Render every line of the records below as a Markdown table with the columns Row and Record line. Number the rows in order and skip blank lines.

------------------------------------------------

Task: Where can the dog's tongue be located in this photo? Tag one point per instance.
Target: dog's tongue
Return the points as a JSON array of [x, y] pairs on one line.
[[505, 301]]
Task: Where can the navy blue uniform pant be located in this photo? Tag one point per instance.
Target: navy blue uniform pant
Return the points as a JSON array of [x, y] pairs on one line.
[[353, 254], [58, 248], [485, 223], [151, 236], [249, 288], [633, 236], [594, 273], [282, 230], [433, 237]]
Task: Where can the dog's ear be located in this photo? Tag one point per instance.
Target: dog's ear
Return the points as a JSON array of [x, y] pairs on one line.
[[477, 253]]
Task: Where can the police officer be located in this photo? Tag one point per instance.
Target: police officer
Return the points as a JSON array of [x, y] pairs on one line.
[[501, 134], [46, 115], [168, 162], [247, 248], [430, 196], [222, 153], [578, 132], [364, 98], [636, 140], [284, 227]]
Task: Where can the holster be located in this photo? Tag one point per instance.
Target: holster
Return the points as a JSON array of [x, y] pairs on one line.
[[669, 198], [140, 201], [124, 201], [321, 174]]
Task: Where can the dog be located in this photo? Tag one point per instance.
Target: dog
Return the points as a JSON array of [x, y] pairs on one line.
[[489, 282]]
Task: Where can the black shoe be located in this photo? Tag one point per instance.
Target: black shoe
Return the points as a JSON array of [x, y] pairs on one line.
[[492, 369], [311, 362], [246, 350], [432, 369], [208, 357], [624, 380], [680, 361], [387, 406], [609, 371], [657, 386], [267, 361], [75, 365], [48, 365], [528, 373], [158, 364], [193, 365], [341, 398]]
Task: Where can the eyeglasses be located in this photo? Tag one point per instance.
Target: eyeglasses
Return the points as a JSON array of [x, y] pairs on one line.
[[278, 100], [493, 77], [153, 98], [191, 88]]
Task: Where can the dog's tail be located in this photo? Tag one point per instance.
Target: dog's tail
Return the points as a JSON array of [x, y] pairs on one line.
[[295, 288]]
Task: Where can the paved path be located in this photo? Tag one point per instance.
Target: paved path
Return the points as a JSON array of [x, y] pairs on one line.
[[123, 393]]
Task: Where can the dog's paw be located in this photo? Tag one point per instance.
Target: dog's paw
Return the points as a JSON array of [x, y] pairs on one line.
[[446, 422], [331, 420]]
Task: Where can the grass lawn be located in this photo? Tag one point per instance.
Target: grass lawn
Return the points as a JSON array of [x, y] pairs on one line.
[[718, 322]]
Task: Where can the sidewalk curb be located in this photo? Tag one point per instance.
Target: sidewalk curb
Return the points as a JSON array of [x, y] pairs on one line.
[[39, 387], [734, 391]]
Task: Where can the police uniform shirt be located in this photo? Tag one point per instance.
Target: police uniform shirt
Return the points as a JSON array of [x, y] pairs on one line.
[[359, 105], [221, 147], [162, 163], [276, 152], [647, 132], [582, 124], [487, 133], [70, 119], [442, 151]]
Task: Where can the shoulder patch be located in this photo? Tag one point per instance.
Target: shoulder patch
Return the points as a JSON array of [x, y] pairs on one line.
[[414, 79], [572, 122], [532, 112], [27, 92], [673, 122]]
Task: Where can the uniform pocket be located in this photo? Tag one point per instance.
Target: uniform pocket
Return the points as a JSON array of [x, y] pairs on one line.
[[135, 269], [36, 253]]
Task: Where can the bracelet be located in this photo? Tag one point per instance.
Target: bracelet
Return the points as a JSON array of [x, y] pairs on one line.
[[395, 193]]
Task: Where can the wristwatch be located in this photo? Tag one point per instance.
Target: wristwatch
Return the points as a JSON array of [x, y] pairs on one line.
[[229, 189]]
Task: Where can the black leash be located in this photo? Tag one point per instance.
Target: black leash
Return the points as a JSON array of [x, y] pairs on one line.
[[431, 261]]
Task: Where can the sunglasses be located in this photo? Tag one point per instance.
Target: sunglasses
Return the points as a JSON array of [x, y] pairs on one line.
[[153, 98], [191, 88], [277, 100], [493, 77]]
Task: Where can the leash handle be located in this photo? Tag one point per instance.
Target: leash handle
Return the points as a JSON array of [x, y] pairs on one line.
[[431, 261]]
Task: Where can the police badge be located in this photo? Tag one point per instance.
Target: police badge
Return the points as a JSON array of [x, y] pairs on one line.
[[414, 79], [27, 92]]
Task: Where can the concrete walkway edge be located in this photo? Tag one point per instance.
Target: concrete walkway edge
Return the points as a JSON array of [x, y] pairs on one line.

------------------------------------------------

RESULT FOR THIS EXERCISE >>
| Row | Record line |
|---|---|
| 1 | Task: Where can the dog's tongue be located in this photo? Tag one point per instance. |
| 2 | Target: dog's tongue |
| 3 | Return the points as a JSON array of [x, y] pairs on one line. |
| 4 | [[505, 301]] |
| 5 | Task: Where can the navy blue uniform pant be located in this photo? Tag one point per instance. |
| 6 | Target: navy blue uniform pant |
| 7 | Return the points as a JSON array of [x, y] pairs on one line. |
| 8 | [[353, 254], [58, 248], [485, 223], [151, 236], [249, 288], [633, 236], [594, 273], [282, 230], [433, 237]] |
| 9 | Task: Where can the dog's ear be located in this photo? Tag one point per instance. |
| 10 | Target: dog's ear |
| 11 | Return the points as a JSON array of [x, y] pairs on one line. |
| 12 | [[477, 253]] |
| 13 | Task: Where can the police officer be located in this photo? Tag one point per instance. |
| 14 | Target: police officer |
| 15 | Return the points as a JSON array of [x, y] pairs on one line. |
| 16 | [[501, 134], [46, 115], [168, 162], [247, 248], [430, 196], [222, 153], [578, 132], [364, 98], [636, 140], [284, 227]] |
| 17 | Task: Where can the holster be located in this photo? Tag one point per instance. |
| 18 | Target: holster |
| 19 | Return the points as a JSON array of [x, y] pairs on one line. |
| 20 | [[669, 198], [140, 201], [124, 201], [321, 174]] |
| 21 | Task: Where can the dog be located in this photo? Tag one point per instance. |
| 22 | Target: dog |
| 23 | Return the points as a JSON array of [x, y] pairs on one line. |
| 24 | [[489, 282]] |
| 25 | Task: Where can the black shoe be located in this photo? Tag one point per instance. |
| 26 | Target: black shoe |
| 27 | Return the points as a JSON array of [x, y] pairs on one line. |
| 28 | [[492, 369], [311, 362], [246, 350], [432, 369], [208, 357], [624, 380], [680, 361], [387, 406], [609, 371], [657, 386], [267, 361], [75, 365], [48, 365], [528, 373], [158, 364], [193, 365], [341, 398]] |
| 29 | Task: Where can the eyeglasses be located in this photo? Tag one point per instance. |
| 30 | Target: eyeglasses |
| 31 | Return the points as a JSON array of [x, y] pairs on one line. |
| 32 | [[278, 100], [493, 77], [153, 98], [191, 88]] |
| 33 | Task: Where can the dog's tail be located in this photo? Tag one point per instance. |
| 34 | Target: dog's tail |
| 35 | Return the points as a JSON array of [x, y] pairs on one line. |
| 36 | [[295, 288]] |
| 37 | Task: Where can the paved path be located in this photo? Tag one point per instance. |
| 38 | Target: paved path |
| 39 | Return the points as a JSON array of [x, y] pairs on one line. |
| 40 | [[123, 393]] |
| 41 | Task: Where can the dog's paw be located in this photo? Tag one point per instance. |
| 42 | Target: dog's paw |
| 43 | Return the points as a JSON array of [x, y] pairs on one line. |
| 44 | [[446, 422], [331, 420]] |
| 45 | Task: Where can the grass lawn be located in this photo? Tag one point per instance. |
| 46 | Target: grass lawn |
| 47 | Return the points as a JSON array of [x, y] pairs on one line. |
| 48 | [[718, 322]] |
| 49 | Task: Where can the sidewalk curb be located in this photo? Tag one point per instance. |
| 50 | Target: sidewalk curb |
| 51 | Return the points as a JSON array of [x, y] pairs on one line. |
| 52 | [[39, 387], [734, 391]] |
| 53 | Task: Where can the police uniform shirt be located in this photo? Tag one point per instance. |
| 54 | Target: police uniform shirt |
| 55 | Return the points as a JSON array of [x, y] pairs on one line. |
| 56 | [[359, 105], [221, 147], [162, 163], [276, 152], [647, 132], [582, 124], [487, 133], [70, 119], [442, 151]] |
| 57 | Task: Where can the shoulder patch be located in this photo? Tag one point per instance. |
| 58 | Target: shoulder patch |
| 59 | Return the points as a JSON array of [x, y] pairs on one line. |
| 60 | [[414, 79], [572, 122], [532, 112], [27, 92], [673, 122]] |
| 61 | Task: Where can the uniform pocket be located in this photo? Tag one point per instance. |
| 62 | Target: uniform pocket |
| 63 | Return the points as a JSON array of [x, y] pairs on one line. |
| 64 | [[135, 269], [36, 253]] |
| 65 | Task: Where can the bracelet be located in this photo? Tag one point per instance. |
| 66 | Target: bracelet |
| 67 | Return the points as a JSON array of [x, y] pairs on one line. |
| 68 | [[395, 193]] |
| 69 | Task: Where can the wristwatch be located in this photo? Tag one point per instance. |
| 70 | Target: wristwatch |
| 71 | Return the points as a JSON array of [x, y] pairs on one line. |
| 72 | [[229, 189]] |
| 73 | Task: Where can the black leash be located in this photo? Tag one point per instance. |
| 74 | Target: black leash |
| 75 | Return the points as a JSON array of [x, y] pairs on one line. |
| 76 | [[431, 261]] |
| 77 | Task: Where can the sunglasses be located in this photo? Tag one point per instance. |
| 78 | Target: sunglasses |
| 79 | Return the points as a JSON array of [x, y] pairs on one line. |
| 80 | [[153, 98], [191, 88], [277, 100], [493, 77]] |
| 81 | Task: Where can the leash handle be located in this photo? Tag one point per instance. |
| 82 | Target: leash handle |
| 83 | Return the points as a JSON array of [x, y] pairs on one line. |
| 84 | [[431, 261]] |
| 85 | Task: Where can the police badge be located in this photo? Tag one point per instance. |
| 86 | Target: police badge |
| 87 | Return the points as a JSON array of [x, y] pairs on one line. |
| 88 | [[414, 79], [27, 92]] |
| 89 | Task: Where can the concrete walkway edge be located in this photo? Tag one point per instance. |
| 90 | Target: concrete walkway edge |
| 91 | Return the points as a JSON array of [x, y] pairs on one line. |